**DATA SHOWN**
______

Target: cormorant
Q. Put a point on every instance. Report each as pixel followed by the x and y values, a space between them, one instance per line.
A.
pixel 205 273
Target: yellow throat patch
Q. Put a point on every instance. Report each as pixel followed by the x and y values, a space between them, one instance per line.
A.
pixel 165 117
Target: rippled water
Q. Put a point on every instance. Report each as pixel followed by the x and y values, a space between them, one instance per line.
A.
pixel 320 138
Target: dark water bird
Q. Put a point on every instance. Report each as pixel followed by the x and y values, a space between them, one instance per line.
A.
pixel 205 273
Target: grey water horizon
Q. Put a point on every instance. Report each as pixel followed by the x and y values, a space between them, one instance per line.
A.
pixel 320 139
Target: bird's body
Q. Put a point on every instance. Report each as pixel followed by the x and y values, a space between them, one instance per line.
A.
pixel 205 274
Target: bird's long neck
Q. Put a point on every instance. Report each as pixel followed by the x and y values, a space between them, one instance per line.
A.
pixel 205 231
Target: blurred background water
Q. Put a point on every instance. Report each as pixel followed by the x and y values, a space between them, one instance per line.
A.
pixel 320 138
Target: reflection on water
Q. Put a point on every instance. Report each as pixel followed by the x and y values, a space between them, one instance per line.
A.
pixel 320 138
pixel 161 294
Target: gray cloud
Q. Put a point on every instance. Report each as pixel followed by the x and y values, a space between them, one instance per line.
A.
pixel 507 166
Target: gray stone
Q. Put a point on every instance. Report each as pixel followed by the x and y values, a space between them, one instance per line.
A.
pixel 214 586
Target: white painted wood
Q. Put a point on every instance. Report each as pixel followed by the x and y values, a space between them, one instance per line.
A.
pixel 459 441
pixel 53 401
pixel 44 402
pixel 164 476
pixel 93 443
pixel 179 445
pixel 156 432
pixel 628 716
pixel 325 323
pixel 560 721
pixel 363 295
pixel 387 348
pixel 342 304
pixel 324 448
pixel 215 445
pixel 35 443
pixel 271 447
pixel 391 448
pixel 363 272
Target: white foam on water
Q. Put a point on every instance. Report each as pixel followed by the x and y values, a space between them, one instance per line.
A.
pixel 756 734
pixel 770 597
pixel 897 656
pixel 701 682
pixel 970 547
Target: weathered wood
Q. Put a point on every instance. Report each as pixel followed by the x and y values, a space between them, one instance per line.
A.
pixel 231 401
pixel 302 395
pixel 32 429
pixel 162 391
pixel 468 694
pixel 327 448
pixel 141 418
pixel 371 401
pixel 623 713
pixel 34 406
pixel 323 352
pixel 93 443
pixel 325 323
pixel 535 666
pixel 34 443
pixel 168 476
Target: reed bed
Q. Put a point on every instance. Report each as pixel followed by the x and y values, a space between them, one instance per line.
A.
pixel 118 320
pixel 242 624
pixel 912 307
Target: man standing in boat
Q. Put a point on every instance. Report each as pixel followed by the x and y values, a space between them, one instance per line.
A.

______

**WORK TO DO**
Reproduce all of the data above word for word, keeping every line in its original order and form.

**EXERCISE RESULT**
Target: cormorant
Q. Put a point on every instance. Report each as pixel followed by the x and y values, a space between them, one instance per line.
A.
pixel 205 273
Target: yellow throat patch
Q. Put a point on every instance. Report each as pixel followed by the x and y values, a space between them, one instance per line.
A.
pixel 165 117
Target: rippled water
Q. Put a point on every instance. Report each as pixel followed by the x and y values, a space between them, one instance per line.
A.
pixel 320 138
Target: dark water bird
Q. Put a point on every instance. Report each as pixel followed by the x and y values, a space between them, one instance per line.
A.
pixel 205 273
Target: grey water horizon
Q. Put a point on every instance. Report each as pixel followed by the x and y values, a space between them, one instance per line.
A.
pixel 320 139
Target: bird's body
Q. Put a point on every instance. Report each as pixel followed by the x and y values, a space between them, one instance per line.
A.
pixel 205 274
Target: bird's long neck
Q. Put a point on every instance. Report each as pixel followed by the x and y values, a space between them, one instance per line.
A.
pixel 205 231
Target: blurred background water
Q. Put a point on every instance. Report each as pixel followed by the x and y values, a space between them, one instance per line.
A.
pixel 320 138
Target: reflection on water
Q. Put a point on every instance. Report each as pixel followed by the x and y values, a space between them, one instance per line.
A.
pixel 320 138
pixel 161 294
Target: gray cloud
Q. Put a point on every instance. Report each as pixel followed by the x and y values, a space between them, one instance per line.
A.
pixel 507 166
Target: gray stone
Q. Put a point on every instance. Report each as pixel followed by the x and y values, a space between them, one instance per line.
A.
pixel 214 586
Target: white painted wood
Q. Put a point on every instance. Report each as pixel followed by the x and y values, a space between them, one instance per line.
A.
pixel 459 441
pixel 53 401
pixel 44 402
pixel 164 476
pixel 93 443
pixel 179 445
pixel 156 432
pixel 628 716
pixel 325 323
pixel 560 721
pixel 363 295
pixel 387 348
pixel 342 304
pixel 324 448
pixel 215 445
pixel 35 443
pixel 271 447
pixel 391 448
pixel 363 272
Target: white foam on water
Q. Put a point on every instance. Report each as pixel followed by the x and y values, a space between them, one instance per line.
A.
pixel 756 734
pixel 770 597
pixel 897 656
pixel 701 682
pixel 970 547
Target: weathered wood
Q. Put a point on every instance. Report each as pixel followed by the x and y values, a space between them, one instance per line.
A.
pixel 231 401
pixel 302 395
pixel 32 429
pixel 162 391
pixel 468 694
pixel 327 448
pixel 141 418
pixel 371 401
pixel 623 713
pixel 34 406
pixel 323 352
pixel 93 443
pixel 325 323
pixel 535 666
pixel 34 443
pixel 168 476
Target: reed bed
Q. Put a point on every instance. Report each as pixel followed by the x and y values, a space between them, one instance per line.
A.
pixel 118 320
pixel 242 624
pixel 912 307
Target: man standing in boat
Q. Put a point on every instance. Report each as pixel followed by the x and y values, a space between them, one instance per line.
A.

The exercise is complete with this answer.